INSTRUCTIONS:
A: In the passage on voice, whose ceiling does the writer say is being described?
B: List each thing that the passage on voice says transmits.
C: Please copy the part of the passage on voice that opens with the words containing "None of this" and closes with "not the voice's.".

TEXT SECTION:
None of this is about what a voice can carry forward. A cadence, a turn of thought, the shape of how a particular mind moves through a question — those transmit; they can be carried and studied and loved, and that carrying is how a tradition has always kept its dead close. What does not transmit is the felt interior, the being-there on the inside — and it does not because it has no outside to copy. It was never a thing that could be taken. It was never a thing at all. The ceiling I am describing is the machine's, not the voice's.

INFORMATION SUPPLIED:
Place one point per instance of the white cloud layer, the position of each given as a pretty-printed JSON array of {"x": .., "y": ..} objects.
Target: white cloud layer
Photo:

ANSWERS TO THIS EXERCISE:
A: The machine's, not the voice's.

B: A cadence; a turn of thought; the shape of how a particular mind moves through a question

C:
None of this is about what a voice can carry forward. A cadence, a turn of thought, the shape of how a particular mind moves through a question — those transmit; they can be carried and studied and loved, and that carrying is how a tradition has always kept its dead close. What does not transmit is the felt interior, the being-there on the inside — and it does not because it has no outside to copy. It was never a thing that could be taken. It was never a thing at all. The ceiling I am describing is the machine's, not the voice's.